- _Written instruction_
Copy out the lines below word for word, starting with the line containing "the downspout, giving" and continuing through the last line.

- _Supplied data_
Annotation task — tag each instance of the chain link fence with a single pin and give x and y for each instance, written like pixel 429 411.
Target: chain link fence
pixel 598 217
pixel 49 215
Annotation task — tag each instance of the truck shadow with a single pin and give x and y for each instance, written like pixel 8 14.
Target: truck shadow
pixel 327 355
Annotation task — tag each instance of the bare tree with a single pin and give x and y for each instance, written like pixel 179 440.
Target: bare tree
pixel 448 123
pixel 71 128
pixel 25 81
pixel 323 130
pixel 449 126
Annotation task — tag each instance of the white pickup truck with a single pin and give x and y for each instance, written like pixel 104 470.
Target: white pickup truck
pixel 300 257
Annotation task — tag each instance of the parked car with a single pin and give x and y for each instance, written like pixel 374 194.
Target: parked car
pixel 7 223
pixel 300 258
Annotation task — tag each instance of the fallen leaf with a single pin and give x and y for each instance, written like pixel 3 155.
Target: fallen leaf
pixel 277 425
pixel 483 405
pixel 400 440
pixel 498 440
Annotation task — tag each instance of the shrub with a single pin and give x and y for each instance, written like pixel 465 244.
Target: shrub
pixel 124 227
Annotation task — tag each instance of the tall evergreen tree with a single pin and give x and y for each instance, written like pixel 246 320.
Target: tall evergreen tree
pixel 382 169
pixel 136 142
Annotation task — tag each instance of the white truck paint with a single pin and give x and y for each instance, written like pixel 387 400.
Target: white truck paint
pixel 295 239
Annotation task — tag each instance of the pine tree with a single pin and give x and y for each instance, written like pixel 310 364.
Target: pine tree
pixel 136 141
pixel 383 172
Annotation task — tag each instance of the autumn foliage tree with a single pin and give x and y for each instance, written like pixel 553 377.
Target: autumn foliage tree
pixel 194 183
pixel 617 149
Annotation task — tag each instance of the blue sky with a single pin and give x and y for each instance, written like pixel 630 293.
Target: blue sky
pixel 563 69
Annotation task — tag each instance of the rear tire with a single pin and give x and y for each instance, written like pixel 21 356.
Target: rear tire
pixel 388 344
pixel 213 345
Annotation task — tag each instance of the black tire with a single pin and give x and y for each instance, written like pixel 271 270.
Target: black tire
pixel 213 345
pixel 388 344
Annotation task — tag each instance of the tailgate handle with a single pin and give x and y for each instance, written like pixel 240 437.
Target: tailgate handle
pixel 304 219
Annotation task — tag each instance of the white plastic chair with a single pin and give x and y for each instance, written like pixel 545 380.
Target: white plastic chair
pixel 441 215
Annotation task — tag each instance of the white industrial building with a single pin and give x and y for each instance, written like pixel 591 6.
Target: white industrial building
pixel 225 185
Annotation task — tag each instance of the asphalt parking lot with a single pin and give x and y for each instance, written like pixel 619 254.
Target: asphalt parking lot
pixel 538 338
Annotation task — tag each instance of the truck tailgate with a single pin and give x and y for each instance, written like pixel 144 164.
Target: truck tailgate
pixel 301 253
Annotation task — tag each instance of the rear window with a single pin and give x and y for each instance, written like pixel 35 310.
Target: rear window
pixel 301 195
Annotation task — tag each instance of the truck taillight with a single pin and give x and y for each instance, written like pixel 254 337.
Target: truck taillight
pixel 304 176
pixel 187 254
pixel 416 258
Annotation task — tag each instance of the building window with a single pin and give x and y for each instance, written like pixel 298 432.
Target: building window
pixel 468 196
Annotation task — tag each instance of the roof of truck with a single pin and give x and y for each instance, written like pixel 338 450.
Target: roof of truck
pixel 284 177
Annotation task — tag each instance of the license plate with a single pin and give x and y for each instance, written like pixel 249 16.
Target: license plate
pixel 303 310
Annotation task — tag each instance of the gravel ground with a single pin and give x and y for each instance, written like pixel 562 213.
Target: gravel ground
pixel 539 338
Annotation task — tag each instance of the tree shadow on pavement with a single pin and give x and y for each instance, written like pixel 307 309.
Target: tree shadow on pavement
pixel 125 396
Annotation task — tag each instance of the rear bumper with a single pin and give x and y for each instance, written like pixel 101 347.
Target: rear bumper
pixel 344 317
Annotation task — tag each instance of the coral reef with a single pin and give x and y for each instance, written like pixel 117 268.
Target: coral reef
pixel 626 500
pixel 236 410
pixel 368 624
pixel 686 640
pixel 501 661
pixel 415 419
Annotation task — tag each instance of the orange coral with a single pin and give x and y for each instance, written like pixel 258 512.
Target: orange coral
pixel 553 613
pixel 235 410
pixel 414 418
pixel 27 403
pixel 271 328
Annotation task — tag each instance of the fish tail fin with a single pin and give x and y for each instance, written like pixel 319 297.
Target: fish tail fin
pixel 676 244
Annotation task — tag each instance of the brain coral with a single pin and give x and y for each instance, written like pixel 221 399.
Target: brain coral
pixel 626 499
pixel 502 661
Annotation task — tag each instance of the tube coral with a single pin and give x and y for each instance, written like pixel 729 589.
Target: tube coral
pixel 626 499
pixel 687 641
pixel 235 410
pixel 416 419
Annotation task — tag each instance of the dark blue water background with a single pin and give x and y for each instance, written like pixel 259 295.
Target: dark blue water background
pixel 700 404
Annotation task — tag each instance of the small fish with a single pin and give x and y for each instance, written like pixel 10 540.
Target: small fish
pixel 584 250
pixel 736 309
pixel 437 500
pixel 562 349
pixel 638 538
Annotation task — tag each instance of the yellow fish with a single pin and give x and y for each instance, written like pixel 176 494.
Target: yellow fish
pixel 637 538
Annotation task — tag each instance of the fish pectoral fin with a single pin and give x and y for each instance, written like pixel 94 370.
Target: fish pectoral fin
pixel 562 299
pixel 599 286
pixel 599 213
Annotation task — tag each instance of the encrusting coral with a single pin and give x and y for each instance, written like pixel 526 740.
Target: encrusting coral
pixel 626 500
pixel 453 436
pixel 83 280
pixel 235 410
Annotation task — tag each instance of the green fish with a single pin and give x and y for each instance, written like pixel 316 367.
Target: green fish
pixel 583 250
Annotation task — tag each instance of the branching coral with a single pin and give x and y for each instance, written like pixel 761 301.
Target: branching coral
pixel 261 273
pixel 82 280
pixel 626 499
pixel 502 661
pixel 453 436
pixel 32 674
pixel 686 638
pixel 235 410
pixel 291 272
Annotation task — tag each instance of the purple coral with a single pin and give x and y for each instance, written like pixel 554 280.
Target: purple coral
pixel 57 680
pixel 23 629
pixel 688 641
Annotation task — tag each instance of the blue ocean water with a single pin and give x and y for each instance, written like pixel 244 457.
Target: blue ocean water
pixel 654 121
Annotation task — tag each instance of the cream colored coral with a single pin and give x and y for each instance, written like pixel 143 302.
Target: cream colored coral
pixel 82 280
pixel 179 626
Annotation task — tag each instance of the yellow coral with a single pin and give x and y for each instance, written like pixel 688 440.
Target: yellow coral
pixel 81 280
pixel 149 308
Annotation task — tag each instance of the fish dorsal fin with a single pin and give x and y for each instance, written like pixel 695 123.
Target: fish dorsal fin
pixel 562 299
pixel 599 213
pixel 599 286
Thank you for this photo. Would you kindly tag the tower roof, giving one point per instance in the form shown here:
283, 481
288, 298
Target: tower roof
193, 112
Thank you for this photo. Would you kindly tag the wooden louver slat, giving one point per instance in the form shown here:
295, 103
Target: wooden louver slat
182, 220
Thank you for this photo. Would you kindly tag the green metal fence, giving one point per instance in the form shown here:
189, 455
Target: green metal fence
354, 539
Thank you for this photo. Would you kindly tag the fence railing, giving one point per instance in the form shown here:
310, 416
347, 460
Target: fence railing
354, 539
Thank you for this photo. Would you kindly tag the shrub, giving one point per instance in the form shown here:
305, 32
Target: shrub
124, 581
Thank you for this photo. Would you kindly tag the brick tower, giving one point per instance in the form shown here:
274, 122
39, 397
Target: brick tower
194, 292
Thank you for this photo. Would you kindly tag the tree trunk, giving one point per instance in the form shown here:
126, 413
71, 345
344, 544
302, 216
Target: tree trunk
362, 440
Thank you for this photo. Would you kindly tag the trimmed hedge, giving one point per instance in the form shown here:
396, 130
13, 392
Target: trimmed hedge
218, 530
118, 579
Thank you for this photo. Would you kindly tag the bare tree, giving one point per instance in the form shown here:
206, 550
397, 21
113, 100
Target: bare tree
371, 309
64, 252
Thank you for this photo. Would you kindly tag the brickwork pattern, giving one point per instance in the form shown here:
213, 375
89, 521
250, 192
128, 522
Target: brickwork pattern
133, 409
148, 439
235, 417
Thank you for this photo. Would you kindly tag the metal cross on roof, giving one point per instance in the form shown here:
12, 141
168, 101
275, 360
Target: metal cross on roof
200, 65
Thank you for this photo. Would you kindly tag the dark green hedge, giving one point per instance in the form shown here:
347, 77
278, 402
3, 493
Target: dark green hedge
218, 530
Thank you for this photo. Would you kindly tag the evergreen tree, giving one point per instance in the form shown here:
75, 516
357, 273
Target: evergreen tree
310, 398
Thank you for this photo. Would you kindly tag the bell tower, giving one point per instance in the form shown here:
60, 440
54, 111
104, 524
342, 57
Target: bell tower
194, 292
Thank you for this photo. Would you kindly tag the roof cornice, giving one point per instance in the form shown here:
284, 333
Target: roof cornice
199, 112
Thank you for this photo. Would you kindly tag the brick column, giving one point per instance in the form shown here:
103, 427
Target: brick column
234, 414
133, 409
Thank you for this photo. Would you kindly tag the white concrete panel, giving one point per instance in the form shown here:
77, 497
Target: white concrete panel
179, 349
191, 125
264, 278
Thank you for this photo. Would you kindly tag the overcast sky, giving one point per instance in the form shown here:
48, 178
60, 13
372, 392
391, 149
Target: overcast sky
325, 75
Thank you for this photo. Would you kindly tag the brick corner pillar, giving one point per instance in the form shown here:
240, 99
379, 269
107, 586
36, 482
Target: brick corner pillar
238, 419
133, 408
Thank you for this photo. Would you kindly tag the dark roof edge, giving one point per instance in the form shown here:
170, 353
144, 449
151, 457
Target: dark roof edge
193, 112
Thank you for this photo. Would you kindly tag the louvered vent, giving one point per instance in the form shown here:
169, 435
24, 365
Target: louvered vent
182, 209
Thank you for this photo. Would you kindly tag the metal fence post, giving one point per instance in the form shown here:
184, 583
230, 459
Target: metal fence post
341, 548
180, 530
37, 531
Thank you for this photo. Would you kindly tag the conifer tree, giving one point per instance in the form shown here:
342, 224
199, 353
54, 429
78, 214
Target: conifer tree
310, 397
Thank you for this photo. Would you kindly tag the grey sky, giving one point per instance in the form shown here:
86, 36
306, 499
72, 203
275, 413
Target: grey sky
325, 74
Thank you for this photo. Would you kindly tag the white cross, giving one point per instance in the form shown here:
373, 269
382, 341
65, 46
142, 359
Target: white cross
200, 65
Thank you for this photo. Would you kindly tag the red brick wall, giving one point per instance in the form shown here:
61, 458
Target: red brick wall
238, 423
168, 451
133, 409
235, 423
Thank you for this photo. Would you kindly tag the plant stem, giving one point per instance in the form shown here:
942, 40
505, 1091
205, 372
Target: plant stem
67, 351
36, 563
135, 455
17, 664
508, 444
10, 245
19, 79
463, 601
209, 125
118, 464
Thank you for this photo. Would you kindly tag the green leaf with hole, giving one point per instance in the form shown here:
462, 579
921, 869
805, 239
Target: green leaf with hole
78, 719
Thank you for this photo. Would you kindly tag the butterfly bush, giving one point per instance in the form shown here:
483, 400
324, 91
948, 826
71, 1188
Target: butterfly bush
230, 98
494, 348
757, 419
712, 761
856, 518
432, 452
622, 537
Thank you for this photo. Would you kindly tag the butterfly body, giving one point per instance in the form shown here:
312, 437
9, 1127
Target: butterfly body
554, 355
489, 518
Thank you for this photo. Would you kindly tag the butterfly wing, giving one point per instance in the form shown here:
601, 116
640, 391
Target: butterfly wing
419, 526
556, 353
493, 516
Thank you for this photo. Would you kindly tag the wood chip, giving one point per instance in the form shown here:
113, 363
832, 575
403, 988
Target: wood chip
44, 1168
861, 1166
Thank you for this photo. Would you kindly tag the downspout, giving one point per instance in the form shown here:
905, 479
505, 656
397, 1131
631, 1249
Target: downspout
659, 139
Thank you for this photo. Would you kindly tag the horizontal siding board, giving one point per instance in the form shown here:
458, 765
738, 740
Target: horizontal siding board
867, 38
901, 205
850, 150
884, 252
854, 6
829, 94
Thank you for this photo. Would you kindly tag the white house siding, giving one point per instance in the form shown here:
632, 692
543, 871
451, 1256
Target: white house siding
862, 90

- _Task response_
Thank you for this photo. Would you kindly tag the downspout, giving one point per instance in the form shown here:
905, 479
505, 656
397, 1131
631, 1249
Target: downspout
659, 139
Thank you for this photo. Would you kindly tag the horizontal siding board, giving one point per instance in the form shown here:
458, 765
738, 740
Target: horizontal siding board
867, 38
901, 205
850, 150
884, 252
854, 6
829, 94
Thank you for this photo. Would you kindly tag the white house siding, giving one point per instance in the form shown here:
632, 692
543, 871
451, 1256
Target: white house siding
862, 90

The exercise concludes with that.